**EXERCISE GOAL**
Copy the entries below word for word, starting with their first line and ending with the line that contains "point(229, 228)", including that line.

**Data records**
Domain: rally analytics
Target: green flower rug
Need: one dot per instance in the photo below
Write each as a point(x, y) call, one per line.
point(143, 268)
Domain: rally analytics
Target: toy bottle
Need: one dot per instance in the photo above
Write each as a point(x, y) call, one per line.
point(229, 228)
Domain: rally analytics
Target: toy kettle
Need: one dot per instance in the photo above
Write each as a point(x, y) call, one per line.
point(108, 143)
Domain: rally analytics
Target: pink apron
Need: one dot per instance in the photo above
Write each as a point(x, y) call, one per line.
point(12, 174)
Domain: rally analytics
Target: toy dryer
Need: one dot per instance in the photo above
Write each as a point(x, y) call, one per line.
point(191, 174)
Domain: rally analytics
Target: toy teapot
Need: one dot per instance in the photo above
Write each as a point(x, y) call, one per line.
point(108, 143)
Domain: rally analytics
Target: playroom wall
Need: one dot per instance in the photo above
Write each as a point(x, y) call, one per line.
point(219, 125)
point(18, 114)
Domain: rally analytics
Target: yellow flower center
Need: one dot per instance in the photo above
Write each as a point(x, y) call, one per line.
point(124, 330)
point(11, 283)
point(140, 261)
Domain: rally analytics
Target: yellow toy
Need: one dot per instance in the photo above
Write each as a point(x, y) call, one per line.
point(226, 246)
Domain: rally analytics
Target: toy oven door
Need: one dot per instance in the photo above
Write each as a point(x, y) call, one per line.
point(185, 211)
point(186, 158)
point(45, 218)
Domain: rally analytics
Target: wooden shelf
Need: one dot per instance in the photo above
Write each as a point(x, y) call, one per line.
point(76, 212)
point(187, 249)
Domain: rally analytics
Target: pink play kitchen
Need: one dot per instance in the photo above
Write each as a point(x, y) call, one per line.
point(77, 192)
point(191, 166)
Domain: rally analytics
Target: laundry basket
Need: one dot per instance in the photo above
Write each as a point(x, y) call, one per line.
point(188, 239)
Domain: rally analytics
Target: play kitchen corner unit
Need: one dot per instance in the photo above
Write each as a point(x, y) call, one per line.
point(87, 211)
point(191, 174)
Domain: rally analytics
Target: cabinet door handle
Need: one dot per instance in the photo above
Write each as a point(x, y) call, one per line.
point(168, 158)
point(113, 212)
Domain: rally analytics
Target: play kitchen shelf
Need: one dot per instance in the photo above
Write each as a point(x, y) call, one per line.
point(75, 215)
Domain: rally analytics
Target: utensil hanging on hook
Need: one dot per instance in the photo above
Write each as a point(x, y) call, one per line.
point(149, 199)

**FINISHED EXERCISE**
Domain: rally analytics
Target: green flower rug
Need: one dot per instance in the photo below
Write each as a point(x, y) call, one per line.
point(143, 268)
Domain: rally analytics
Target: toy bottle
Need: one dot per instance in the photo above
Write each as a point(x, y) call, one per line.
point(229, 228)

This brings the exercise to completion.